(STATED GOAL A)
From the records, give every line from the one containing "Task: Where can the oil" through the last line of the records, inclusive, as a numbered list without blank lines.

____ TEXT PASSAGE

Moore Memory Problems

The scaling of the 6T SRAM cell is slowing and the surrounding circuitry is getting more complex, so more of the die will be taken up by SRAM at future nodes.


The six-transistor static memory cell (SRAM) has been the mainstay of on-chip memory for several decades and has stood the test of time. Today, many advanced SoCs have 50% of the chip area covered with these memories and so they are critical to continued scaling.

“The SRAM being used in modern systems is similar to the SRAM they were using in the 1970s and 1980s,” says Duncan Bremner, chief technology officer at sureCore. “The feature size is smaller but little else has changed.”

The 6T SRAM cell looks like two back-to-back inverters with a couple of drive transistors. The cell is designed by the fabs, optimized for fabrication, and in general breaks the conventional design rules that would be applied to the process.

IBM 6T memory cell. Source: App Note 1997.

“When we look at the scale of the memory macro going from 28nm planar to 16 finFET process, the expectation is that the macro should shrink about 40% to 50% and you will find that the foundry bitcells are able to achieve that,” says Deepak Sabharwal, vice president of engineering for IP at eSilicon. “The foundry pays a lot of attention to how they do the patterning and they can demonstrate bitcells that are .6 of the previous technology. The old standard used to be .5, so there has been some slowing.”

Farzad Zarrinfar, managing director of Novelics group of Mentor Graphics puts some hard numbers behind the shrinking of the 6T bitcell. “In general, at 65nm technology, the typical drawn bitcell size was .525 µm², at 40nm it went to .299 µm², about a 44% reduction. At 28nm it went down to .198 µm2 or .1566 µm² if you consider the ultra-high density process. That is another 36% reduction. At 22nm it went to .108 µm², another 44% reduction. Going to finFET at 16nm it went to .07 µm² another 36% reduction.”

________
____ DATA PROVIDED

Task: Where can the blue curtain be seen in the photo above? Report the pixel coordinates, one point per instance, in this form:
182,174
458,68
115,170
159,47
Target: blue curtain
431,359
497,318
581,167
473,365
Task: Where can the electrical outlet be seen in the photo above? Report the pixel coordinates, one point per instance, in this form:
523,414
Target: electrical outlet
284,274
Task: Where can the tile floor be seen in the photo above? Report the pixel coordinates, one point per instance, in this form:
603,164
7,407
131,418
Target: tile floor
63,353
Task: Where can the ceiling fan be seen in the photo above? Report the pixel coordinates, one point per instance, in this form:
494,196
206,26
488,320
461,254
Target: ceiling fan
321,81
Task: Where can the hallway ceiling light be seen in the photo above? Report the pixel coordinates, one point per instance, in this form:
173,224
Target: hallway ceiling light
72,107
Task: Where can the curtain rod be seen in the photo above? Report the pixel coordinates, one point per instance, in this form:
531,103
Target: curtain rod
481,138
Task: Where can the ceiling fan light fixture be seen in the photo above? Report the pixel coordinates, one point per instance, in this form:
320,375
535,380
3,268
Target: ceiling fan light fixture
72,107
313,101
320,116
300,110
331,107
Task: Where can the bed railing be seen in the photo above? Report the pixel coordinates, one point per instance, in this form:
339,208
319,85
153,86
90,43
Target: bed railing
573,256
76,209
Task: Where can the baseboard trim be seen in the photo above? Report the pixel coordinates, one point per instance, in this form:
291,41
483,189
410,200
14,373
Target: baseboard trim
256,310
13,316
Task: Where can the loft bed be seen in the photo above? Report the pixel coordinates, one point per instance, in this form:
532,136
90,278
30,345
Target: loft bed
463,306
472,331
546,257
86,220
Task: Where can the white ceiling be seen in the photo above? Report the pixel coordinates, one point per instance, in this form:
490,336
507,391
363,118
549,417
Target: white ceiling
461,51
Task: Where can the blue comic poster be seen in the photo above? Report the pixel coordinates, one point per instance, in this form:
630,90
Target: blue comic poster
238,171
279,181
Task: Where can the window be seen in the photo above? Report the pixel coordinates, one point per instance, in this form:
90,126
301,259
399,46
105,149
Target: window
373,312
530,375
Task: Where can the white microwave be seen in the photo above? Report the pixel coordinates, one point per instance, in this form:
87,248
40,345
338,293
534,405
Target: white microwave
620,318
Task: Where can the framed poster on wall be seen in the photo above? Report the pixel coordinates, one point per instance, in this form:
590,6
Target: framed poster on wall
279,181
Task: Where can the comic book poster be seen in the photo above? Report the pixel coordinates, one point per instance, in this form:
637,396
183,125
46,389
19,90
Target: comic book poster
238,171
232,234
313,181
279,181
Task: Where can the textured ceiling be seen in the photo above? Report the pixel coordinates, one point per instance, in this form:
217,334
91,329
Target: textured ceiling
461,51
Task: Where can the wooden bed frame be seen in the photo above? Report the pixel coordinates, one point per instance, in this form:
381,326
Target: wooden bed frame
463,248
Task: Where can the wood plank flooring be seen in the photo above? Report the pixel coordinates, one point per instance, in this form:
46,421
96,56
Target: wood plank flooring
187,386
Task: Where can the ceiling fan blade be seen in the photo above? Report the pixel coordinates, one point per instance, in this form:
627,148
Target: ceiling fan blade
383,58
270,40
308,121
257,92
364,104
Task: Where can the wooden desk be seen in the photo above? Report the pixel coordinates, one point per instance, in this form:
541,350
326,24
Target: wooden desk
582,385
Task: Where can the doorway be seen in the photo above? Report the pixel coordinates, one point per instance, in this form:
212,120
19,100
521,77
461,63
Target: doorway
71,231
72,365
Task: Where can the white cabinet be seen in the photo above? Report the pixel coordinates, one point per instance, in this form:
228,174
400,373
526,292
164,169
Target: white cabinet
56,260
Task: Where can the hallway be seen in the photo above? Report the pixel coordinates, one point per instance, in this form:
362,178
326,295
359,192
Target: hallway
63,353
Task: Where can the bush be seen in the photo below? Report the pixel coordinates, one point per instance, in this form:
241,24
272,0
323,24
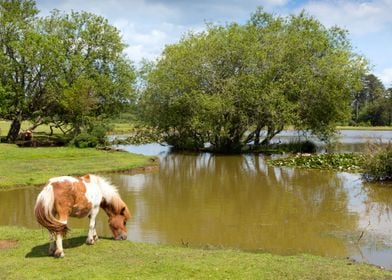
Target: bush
378,163
85,140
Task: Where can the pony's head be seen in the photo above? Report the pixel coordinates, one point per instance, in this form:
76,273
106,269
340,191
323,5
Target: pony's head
118,215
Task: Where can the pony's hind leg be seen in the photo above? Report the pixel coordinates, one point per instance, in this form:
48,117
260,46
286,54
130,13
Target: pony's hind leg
92,233
59,253
52,244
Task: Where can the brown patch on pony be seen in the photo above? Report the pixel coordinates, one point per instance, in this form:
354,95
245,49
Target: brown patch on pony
8,243
70,200
49,221
86,178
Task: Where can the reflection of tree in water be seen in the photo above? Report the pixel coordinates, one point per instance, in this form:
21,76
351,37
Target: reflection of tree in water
238,201
378,202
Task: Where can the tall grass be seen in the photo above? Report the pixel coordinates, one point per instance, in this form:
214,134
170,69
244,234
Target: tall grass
378,162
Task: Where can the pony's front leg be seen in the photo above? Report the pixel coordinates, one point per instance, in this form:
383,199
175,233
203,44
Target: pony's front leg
59,253
52,244
92,233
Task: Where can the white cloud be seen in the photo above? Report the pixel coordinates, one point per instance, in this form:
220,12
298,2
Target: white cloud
386,77
359,17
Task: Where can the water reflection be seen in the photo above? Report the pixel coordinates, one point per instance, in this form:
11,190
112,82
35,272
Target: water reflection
239,202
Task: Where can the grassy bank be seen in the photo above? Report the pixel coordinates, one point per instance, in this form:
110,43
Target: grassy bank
33,166
110,259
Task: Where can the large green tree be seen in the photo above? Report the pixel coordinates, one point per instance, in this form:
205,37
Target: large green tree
93,79
19,79
372,92
66,70
217,85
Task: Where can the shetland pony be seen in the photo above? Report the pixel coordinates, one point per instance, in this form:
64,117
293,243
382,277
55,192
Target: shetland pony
68,196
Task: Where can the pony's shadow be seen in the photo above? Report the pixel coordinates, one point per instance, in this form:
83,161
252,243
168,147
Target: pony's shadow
41,251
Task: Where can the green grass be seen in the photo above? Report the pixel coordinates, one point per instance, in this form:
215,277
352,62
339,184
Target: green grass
33,166
109,259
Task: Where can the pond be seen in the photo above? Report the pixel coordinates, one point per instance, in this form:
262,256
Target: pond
237,201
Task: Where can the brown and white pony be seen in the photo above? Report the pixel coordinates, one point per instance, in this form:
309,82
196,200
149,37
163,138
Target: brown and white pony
68,196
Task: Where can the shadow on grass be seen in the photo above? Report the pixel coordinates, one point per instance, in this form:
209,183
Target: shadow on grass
42,250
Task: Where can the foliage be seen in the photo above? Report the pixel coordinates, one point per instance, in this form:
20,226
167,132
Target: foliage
373,104
149,261
378,163
85,140
66,69
213,86
140,135
336,161
33,166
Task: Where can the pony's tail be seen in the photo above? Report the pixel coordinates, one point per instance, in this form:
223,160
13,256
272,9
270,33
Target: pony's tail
44,212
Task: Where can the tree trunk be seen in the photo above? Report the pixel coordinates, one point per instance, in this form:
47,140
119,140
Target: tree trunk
14,130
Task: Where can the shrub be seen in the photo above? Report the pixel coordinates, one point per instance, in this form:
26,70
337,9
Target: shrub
378,163
85,140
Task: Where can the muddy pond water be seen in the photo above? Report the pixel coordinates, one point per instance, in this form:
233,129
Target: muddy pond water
216,201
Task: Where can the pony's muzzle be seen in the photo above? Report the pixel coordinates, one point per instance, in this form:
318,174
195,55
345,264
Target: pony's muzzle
122,236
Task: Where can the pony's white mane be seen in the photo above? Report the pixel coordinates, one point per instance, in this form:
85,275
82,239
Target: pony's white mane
109,192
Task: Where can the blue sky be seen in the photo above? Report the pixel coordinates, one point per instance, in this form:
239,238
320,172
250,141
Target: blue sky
148,25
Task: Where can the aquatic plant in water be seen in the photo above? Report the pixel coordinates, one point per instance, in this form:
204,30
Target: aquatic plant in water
335,161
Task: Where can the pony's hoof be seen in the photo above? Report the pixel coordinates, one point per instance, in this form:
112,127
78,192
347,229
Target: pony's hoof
59,254
51,251
90,241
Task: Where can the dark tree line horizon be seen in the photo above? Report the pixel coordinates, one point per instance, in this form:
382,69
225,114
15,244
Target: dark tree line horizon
223,85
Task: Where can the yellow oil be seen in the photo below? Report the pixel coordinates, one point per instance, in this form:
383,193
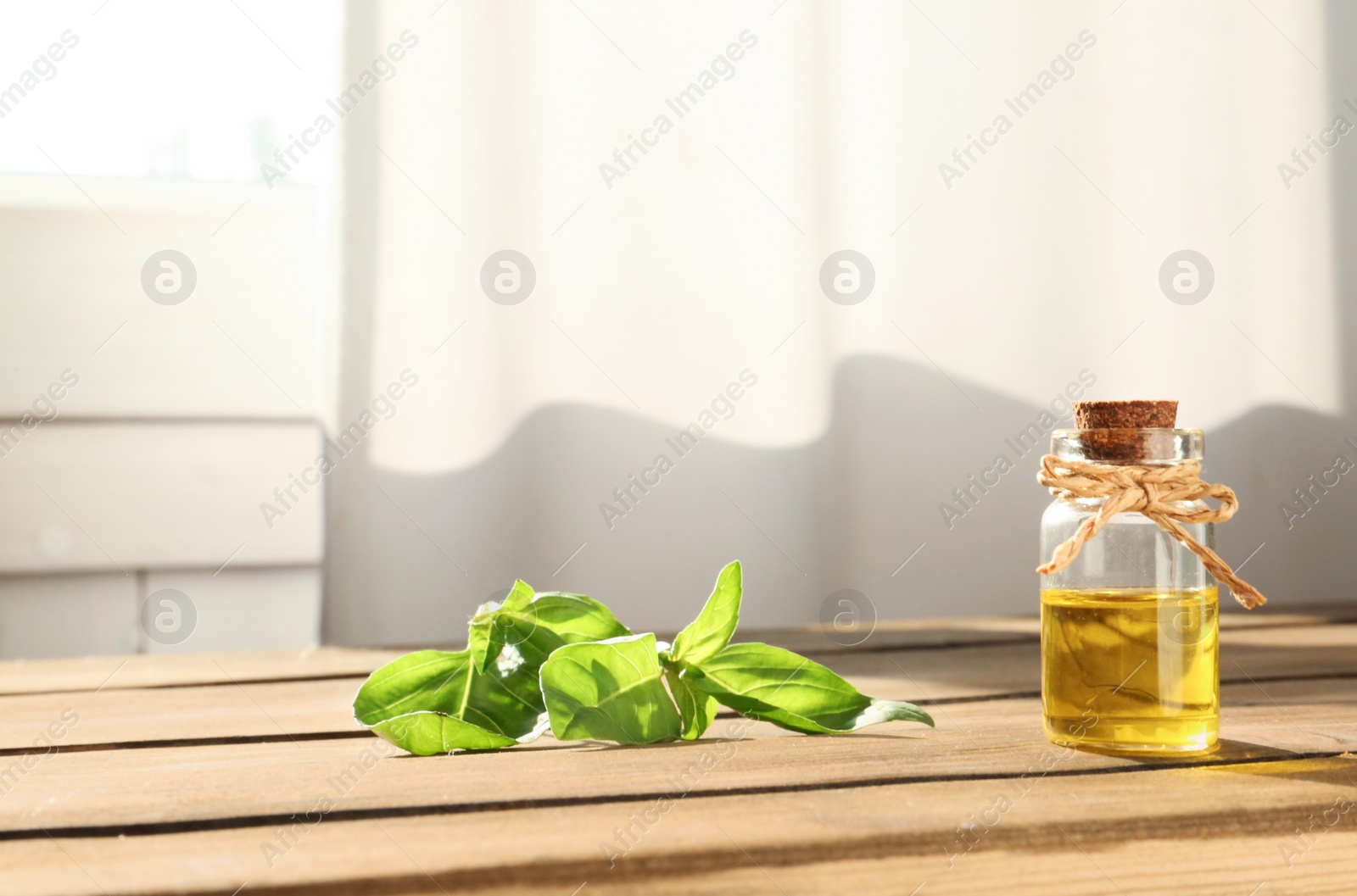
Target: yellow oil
1131,670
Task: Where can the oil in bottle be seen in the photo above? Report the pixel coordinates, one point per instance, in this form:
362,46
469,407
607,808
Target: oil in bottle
1131,669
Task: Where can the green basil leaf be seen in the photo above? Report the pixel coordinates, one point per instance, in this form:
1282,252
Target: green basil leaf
610,690
502,703
712,631
427,733
793,692
505,698
420,681
696,708
539,625
486,637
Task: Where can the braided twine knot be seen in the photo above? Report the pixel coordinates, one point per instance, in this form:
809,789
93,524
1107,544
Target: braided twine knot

________

(STATED GOAL B)
According to the article on SRAM scaling, why will SRAM take up more of the die at future nodes?

(COMPLETE OUTPUT A)
1. Task: Where can the oil in bottle be seen in the photo above? Report the pixel coordinates, one point per instance, in this form:
2. 362,46
3. 469,407
4. 607,808
5. Target: oil in bottle
6. 1131,669
7. Task: Where can the green basil leaf be seen in the photo above? Report the pixel coordinates, one point per instance, in this form:
8. 1282,252
9. Target: green basil leaf
10. 610,690
11. 502,703
12. 712,631
13. 427,733
14. 793,692
15. 505,698
16. 420,681
17. 696,708
18. 539,625
19. 486,637
20. Task: Where can the braided twine knot be seen in the photo above? Report the pixel coordinates, one point per instance, in this form:
21. 809,789
22. 93,524
23. 1107,544
24. Target: braided twine knot

(COMPLETE OUTPUT B)
The scaling of the 6T SRAM cell is slowing, and the circuitry surrounding it is getting more complex.